Referring expression data:
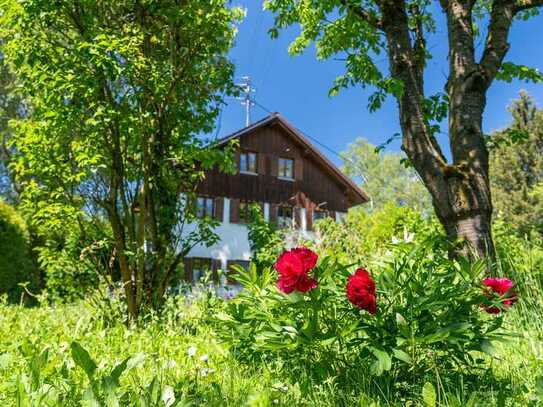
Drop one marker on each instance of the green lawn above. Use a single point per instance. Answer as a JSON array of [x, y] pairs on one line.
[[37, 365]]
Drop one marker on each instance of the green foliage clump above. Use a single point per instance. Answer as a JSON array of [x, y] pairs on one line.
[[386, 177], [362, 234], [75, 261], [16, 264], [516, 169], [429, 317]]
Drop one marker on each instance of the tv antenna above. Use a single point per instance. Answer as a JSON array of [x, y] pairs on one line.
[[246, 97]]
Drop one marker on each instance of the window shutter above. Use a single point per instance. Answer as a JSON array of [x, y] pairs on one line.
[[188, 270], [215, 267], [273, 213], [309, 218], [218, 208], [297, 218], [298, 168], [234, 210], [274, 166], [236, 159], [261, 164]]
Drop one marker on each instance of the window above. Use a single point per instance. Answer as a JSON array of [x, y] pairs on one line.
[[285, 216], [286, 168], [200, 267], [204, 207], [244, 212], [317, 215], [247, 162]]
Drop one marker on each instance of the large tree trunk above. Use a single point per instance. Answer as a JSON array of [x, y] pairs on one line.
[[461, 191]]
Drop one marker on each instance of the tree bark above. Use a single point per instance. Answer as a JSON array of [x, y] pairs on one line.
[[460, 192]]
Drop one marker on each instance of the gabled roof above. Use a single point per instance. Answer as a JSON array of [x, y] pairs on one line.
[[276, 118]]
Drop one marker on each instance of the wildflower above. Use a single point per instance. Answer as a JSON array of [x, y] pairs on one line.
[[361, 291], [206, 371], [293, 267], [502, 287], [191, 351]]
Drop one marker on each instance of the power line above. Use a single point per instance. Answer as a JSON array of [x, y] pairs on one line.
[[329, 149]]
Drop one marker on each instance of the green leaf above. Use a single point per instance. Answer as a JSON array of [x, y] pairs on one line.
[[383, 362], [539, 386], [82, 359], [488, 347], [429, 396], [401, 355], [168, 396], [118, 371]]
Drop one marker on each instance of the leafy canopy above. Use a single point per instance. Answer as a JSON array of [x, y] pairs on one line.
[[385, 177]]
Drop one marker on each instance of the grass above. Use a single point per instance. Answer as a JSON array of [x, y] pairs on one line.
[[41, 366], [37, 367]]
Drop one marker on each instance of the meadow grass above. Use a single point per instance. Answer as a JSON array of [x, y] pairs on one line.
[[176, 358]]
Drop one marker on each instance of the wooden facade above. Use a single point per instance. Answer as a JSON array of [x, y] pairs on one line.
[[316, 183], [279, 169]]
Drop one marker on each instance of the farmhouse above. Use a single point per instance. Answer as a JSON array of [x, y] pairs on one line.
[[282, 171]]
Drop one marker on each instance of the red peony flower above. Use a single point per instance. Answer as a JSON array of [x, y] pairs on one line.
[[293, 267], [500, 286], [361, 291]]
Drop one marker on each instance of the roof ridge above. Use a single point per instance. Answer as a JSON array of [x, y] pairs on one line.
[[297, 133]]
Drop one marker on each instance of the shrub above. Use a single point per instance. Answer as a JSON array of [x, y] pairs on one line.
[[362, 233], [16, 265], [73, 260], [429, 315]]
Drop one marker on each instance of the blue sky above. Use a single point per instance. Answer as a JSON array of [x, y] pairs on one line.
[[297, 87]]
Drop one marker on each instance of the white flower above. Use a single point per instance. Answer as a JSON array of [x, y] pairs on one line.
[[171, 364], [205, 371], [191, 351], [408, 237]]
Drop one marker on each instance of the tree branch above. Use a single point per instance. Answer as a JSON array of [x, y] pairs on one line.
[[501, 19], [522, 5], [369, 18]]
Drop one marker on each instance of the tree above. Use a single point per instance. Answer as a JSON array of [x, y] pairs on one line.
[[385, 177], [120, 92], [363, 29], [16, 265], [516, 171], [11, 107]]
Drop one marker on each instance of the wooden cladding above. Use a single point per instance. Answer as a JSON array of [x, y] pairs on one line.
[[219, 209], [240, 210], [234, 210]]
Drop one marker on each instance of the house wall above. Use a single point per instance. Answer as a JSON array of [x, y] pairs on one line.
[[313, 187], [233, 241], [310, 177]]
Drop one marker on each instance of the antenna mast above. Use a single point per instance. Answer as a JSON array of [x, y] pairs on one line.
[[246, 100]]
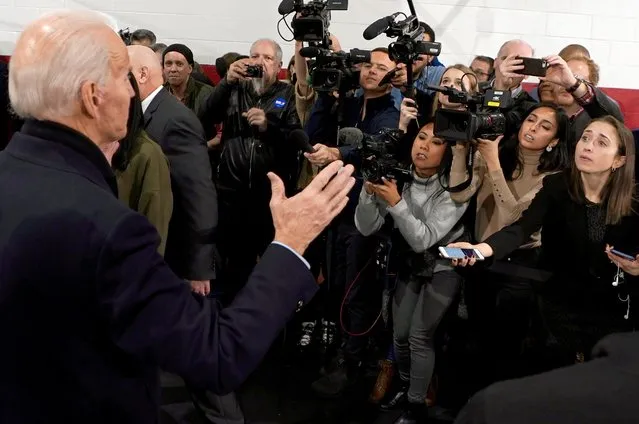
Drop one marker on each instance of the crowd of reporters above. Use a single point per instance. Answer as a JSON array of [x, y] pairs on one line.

* WORK TO BE COMPLETED *
Your copy should match the records above exactly, except that it contains no pictures.

* WORKED SOLUTION *
Drop one marker on each instance of the green lawn above. Use a single point per instance. Answer as a JSON array of [x, y] pairs on one line.
[[37, 365]]
Drop one marker on each instance of the green foliage clump above. Use a single point per instance. Answer as a JSON array of [x, y] pairs on one line.
[[386, 177], [362, 234], [75, 261], [16, 264], [516, 169], [429, 317]]
Drop one marker on each instance of the tv antenna above. Use a single point per instance. Answer as a JSON array of [x, y] pairs on one line.
[[246, 97]]
Drop one marker on each instance of the window shutter above. Use a single point per instance. Answer as a JSON array of [x, y] pairs on one line.
[[188, 270], [215, 267], [273, 213], [309, 218], [218, 208], [297, 218], [298, 168], [234, 210], [274, 166], [236, 159], [261, 164]]
Drop one marker on each instance of the window above. Use a single point per instance. Answer as a JSON array of [x, y] pairs on one line.
[[285, 216], [286, 168], [200, 267], [204, 207], [244, 212], [317, 215], [247, 162]]
Drop one marker on each instance of the large tree trunk above. Use a single point per instance. Answer as a JSON array of [x, y] pairs on one line.
[[461, 191]]
Drop one marker on each instance of the tree bark above. Use a single point per instance. Answer as a JSON array of [x, y] pairs on one line.
[[460, 192]]
Drop one marker on each instance of the gabled roof above. Use a single point per instance. Answer as a JSON array of [x, y] pairs on one line.
[[276, 118]]
Drop one marker on each instance of the wildflower above. Use a single point per instance. Answer as a JSON array of [x, y] pairs on one line.
[[361, 291], [206, 371], [293, 267], [502, 287], [191, 351]]
Drop one marker on each instance of the power line above. Use a single point per instance. Answer as a JSON array of [x, y] pairs on one line.
[[329, 149]]
Drop one marker on each instance of the green leaf above. Use a single point per instance. Answer as a JSON array of [x, y] pairs on one line.
[[383, 362], [539, 386], [82, 359], [488, 347], [429, 396], [401, 355], [168, 396], [118, 371]]
Drop one marker on each instance of the leafy canopy above. Use a single point per instance. Answer as a JSON array of [x, y] pairs on one line.
[[385, 177]]
Drop one marker on each instance of the grass above. Use a single point per instance. Answer as a JSON array of [x, y] pairs on one line.
[[41, 366], [37, 367]]
Drop one marker on each instance of the meadow grass above. Use a single point per instance. Answer as a JSON array of [x, y] pairs on one line.
[[176, 358]]
Drop one marker on each instance of the wooden facade above. Use a single point per instance. Answer as a JSON array of [x, y] pairs on one line.
[[316, 183], [279, 169]]
Drop one marker on each instance of the farmhouse above. Use a single point per instance. Answer as a JSON array of [x, y] pairs on one line.
[[282, 171]]
Drop one marker on each instance of the red peony flower above. Use a single point per instance. Answer as a JSON array of [x, y] pairs on one line.
[[293, 267], [500, 286], [361, 291]]
Drop one marker on each instance of the roof ridge above. Use a single point per instance. Answer as a JSON array of [x, y] pairs on one line.
[[297, 133]]
Drop one marker on each instance of the shrub above. Use a single point per instance. Answer as a JSON array of [x, y] pairs on one line.
[[362, 233], [16, 265], [73, 260], [429, 315]]
Drop one marker on each instance of the blue sky above. Use a single point per instance. Answer as a JSON array of [x, y] pairs on one line.
[[297, 87]]
Drop one marker on each instance of the white flower above. Use a single point per instance. Answer as a JSON array of [x, y] pairs on one line.
[[171, 364], [205, 371], [191, 351], [408, 237]]
Drop one marker on each instance of the tree branch above. Use a single point per instance. Answer as a JSON array of [x, y] pairs on one line.
[[501, 19], [522, 5], [369, 18]]
Drop one marker on each instance of the tree above. Use a single point per instance. Answer as a JSON array of [x, y] pairs on one line.
[[385, 177], [120, 92], [363, 29], [16, 265], [516, 171], [11, 107]]
Drop one marker on each instance of the wooden cladding above. Use a single point per instance. Answer as a JSON array of [x, y] pairs on one line.
[[219, 209], [240, 210], [234, 210]]
Drop one marker on each instance of the house wall above. Use a single point per instance. Answer as a JSON array of [x, y] pairs on one line.
[[313, 187], [233, 241], [310, 177]]
Drop one marker on each instance of the antenna mast above. Use a single point per instance. Answer as a JSON array of [x, y] pairs on one line.
[[246, 100]]
Drop one marker on each instance of the crowd of reporters above. Use a single point per instance. Answer as a JSON array of [x, y] pairs on one line.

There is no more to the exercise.